== REQUIRED TASK ==
List each line in the rows below that contains the string "photo".

== SUPPLIED ENTRIES ==
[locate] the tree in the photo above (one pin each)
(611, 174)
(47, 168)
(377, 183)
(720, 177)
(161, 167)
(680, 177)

== RIGHT ANSWER ==
[locate] the tree in the photo above (one pin each)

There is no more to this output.